• PASSAGE
* * * * * * * * *
= 1969 Illinois elections =

Elections were held in Illinois in 1969. These included the election of members of Illinois Constitutional Convention and special elections for a number of offices.

==Election information==
1969 was an off-year election.

==Federal elections==
===Illinois's 13th congressional district special election===

A special election was held to fill the remainder of the unexpired term for Illinois's 13th congressional district, which had vacated by Republican Donald Rumsfeld when he had been appointed Director of the Office of Economic Opportunity.

Primaries were held October 7, and the general election was held November 25.

====Democratic primary====

Illinois's 13th Congressional district special election Democratic primary
| Party |  | Candidate | Votes | % |
|---|---|---|---|---|
|  | Democratic | Edward A. Warman | 6,638 | 99.52 |
|  | Write-in |  | 32 | 0.48 |
| Total votes |  |  | 6,670 | 100 |

====Republican primary====

Illinois's 13th Congressional district special election Republican primary
| Party |  | Candidate | Votes | % |
|---|---|---|---|---|
|  | Republican | Philip M. Crane | 17,919 | 22.77 |
|  | Republican | Samuel H. Young | 15,801 | 20.08 |
|  | Republican | Joseph D. Mathewson | 12,910 | 16.41 |
|  | Republican | Alan R. Johnston | 10,520 | 13.37 |
|  | Republican | Eugene F. Schlickman | 9,247 | 11.75 |
|  | Republican | Gerald M. Marks | 6,606 | 8.40 |
|  | Republican | John J. Nimrod | 5,552 | 7.06 |
|  | Republican | Lar "America First" Daly | 48 | 0.06 |
|  | Republican | David A. Roe | 27 | 0.03 |
|  | Republican | Alan Weber | 27 | 0.03 |
|  | Republican | Yale Roe | 26 | 0.03 |
|  | Write-in | Others | 1 | 0.00 |
| Total votes |  |  | 78,684 | 100 |

====General election====

Illinois's 13th Congressional district special election
| Party |  | Candidate | Votes | % |
|---|---|---|---|---|
|  | Republican | Philip M. Crane | 68,418 | 58.39 |
|  | Democratic | Edward A. Warman | 48,759 | 41.61 |
| Total votes |  |  | 117,177 | 100 |
|  | Republican hold |  |  |  |

==State elections==
===Members of the Constitutional Convention===
In 1968, Illinois voters approved a call for a constitutional convention. In 1969, elections were held to elect the members of the constitutional convention by Illinois Senate district.
* * * * * * * * *
• PROVIDED RECORDS
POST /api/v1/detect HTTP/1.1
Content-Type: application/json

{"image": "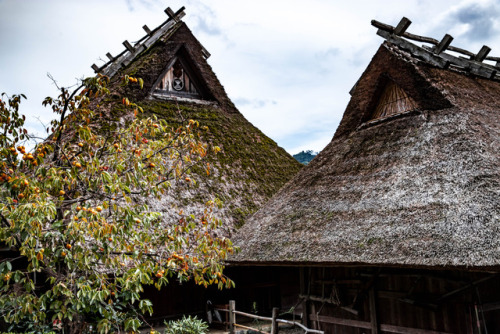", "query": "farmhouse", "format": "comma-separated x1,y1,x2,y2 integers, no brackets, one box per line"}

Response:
230,19,500,333
92,7,301,227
* * * * * * * * *
• GOALS
a: Using the article on the 1969 Illinois elections, answer each question, marking your answers (i), (ii), (iii) to match.
(i) On what date were the primaries for the 13th congressional district special election held?
(ii) How many votes did Edward A. Warman receive in the general election?
(iii) In what year did Illinois voters approve a call for a constitutional convention?
b: For each statement, say whether it agrees with the article on the 1969 Illinois elections, and quote the words from the article that decide it.
(i) Donald Rumsfeld's seat became open after he was appointed Director of the Office of Economic Opportunity.
(ii) The general election for the 13th congressional district was held in October.
(iii) Members of the constitutional convention were elected by congressional district.

• FULL ANSWERS
a:
(i) October 7
(ii) 48,759
(iii) 1968

b:
(i) Yes: "when he had been appointed Director of the Office of Economic Opportunity"
(ii) No: "the general election was held November 25"
(iii) No: "by Illinois Senate district"